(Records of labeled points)
━━━━━━━━━━
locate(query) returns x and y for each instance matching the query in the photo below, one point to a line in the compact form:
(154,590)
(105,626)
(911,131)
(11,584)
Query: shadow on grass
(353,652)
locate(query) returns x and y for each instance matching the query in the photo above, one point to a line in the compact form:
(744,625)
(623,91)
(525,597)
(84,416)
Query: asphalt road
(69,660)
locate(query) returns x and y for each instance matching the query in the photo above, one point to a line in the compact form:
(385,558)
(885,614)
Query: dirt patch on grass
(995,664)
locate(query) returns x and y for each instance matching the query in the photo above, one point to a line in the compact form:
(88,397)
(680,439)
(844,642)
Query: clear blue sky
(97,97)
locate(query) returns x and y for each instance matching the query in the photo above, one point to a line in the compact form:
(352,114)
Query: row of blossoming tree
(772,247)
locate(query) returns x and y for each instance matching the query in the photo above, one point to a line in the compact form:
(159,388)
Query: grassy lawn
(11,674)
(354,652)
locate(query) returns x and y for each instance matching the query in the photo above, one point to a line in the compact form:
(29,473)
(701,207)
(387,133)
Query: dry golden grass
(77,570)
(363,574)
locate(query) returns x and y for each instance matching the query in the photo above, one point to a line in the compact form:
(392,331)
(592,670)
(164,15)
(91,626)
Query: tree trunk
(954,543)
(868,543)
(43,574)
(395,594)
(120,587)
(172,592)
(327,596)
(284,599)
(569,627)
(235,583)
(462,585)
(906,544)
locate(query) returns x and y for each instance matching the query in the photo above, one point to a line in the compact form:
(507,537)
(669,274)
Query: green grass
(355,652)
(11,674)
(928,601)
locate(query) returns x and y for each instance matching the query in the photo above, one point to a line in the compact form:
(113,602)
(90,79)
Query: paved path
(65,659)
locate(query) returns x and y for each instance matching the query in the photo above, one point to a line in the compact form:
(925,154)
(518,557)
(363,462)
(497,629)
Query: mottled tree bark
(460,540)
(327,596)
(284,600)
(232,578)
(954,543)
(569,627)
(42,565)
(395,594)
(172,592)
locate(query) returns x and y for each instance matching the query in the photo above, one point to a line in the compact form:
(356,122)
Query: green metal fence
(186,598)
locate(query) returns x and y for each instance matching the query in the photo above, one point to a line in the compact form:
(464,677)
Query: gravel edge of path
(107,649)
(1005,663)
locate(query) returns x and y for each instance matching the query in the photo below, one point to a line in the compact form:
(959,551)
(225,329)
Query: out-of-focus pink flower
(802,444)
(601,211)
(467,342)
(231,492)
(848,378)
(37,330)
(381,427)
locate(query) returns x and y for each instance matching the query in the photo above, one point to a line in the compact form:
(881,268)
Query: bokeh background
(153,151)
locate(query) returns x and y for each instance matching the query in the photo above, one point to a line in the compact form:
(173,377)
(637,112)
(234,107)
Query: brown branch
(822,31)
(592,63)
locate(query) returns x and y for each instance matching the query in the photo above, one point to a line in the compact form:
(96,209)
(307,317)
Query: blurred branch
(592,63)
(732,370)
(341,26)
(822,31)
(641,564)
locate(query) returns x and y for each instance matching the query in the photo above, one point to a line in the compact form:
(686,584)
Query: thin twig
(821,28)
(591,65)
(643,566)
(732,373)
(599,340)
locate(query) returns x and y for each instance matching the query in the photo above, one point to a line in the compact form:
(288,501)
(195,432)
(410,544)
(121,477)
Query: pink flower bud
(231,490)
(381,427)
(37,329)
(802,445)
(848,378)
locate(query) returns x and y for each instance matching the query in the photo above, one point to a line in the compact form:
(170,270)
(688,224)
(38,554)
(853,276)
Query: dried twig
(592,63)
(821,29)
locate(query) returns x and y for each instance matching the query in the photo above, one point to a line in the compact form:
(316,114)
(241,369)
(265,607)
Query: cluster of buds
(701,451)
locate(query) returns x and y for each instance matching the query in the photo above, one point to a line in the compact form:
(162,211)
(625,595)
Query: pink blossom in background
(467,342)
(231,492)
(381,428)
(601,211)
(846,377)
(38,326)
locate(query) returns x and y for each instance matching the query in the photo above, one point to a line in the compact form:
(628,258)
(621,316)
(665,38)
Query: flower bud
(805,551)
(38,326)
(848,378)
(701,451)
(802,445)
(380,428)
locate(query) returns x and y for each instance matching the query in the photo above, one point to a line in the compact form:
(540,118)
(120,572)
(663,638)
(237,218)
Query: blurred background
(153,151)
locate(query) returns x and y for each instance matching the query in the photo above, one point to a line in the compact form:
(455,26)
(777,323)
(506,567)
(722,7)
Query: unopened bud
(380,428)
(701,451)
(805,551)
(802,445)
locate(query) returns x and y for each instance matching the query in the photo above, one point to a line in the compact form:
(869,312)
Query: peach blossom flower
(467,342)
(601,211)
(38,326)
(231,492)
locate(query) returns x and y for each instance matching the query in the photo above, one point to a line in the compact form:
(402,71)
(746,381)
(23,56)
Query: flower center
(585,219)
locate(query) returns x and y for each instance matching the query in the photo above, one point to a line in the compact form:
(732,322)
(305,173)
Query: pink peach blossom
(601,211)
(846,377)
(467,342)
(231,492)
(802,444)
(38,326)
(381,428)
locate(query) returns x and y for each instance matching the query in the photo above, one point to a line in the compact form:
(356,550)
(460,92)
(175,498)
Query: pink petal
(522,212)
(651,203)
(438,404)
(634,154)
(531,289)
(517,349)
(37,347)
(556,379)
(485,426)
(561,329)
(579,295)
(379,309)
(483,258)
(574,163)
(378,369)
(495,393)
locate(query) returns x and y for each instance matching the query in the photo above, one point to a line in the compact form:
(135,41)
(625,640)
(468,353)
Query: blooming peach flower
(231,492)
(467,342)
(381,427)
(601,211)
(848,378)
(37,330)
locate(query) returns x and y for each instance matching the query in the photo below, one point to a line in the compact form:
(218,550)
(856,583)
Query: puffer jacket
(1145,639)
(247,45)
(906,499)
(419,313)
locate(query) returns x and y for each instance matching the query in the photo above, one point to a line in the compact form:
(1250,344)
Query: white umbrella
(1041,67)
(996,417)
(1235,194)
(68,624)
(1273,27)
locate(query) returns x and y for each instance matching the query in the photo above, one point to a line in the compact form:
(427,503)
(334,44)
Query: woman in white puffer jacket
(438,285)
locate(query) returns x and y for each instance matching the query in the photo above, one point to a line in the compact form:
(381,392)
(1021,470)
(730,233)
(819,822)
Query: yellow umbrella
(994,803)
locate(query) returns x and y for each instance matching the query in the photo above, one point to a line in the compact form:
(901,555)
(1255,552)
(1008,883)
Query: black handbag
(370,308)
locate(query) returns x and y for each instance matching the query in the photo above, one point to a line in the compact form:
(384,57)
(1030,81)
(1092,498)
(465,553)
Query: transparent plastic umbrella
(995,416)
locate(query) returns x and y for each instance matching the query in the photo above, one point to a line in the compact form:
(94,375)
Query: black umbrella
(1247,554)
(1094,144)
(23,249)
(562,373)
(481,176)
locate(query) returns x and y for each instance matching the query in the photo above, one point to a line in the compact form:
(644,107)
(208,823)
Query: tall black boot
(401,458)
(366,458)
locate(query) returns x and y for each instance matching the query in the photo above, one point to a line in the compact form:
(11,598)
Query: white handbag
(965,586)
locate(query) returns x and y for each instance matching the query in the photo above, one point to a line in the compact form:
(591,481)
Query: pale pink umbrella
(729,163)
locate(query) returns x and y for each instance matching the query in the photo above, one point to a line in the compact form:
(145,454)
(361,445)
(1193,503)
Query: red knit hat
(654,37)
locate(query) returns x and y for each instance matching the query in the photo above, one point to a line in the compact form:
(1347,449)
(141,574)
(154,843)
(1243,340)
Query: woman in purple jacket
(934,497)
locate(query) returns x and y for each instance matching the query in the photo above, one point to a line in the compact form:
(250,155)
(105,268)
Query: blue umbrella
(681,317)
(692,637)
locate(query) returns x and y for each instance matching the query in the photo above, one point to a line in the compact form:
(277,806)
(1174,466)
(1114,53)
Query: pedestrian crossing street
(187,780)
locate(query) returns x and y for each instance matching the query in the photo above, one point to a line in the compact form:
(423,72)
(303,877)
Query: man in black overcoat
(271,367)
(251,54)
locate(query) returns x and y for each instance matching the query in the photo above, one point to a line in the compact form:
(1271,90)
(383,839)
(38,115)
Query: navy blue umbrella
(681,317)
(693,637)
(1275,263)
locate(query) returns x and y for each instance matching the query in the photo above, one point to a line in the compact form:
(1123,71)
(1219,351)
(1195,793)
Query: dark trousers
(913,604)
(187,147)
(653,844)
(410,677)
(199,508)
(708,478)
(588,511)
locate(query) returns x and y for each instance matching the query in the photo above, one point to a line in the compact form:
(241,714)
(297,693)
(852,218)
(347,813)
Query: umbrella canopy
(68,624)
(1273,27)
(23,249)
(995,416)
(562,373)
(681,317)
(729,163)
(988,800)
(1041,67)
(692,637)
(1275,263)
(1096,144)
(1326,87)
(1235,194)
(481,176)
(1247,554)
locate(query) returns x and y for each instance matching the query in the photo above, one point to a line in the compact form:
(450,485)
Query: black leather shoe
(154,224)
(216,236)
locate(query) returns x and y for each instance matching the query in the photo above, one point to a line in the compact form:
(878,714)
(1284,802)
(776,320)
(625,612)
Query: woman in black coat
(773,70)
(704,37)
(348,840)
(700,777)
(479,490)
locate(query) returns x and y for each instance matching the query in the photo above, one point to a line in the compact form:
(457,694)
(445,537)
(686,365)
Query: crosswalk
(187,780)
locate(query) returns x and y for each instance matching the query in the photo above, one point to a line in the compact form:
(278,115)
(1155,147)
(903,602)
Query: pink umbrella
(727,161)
━━━━━━━━━━
Collect every line in the data above that contains the word "flower", counting a match only when the case is the same.

### REPLY
Query: out-of-focus pink flower
Query: pink flower bud
Query: flower bud
Query: peach blossom flower
Query: flower center
Query: blooming peach flower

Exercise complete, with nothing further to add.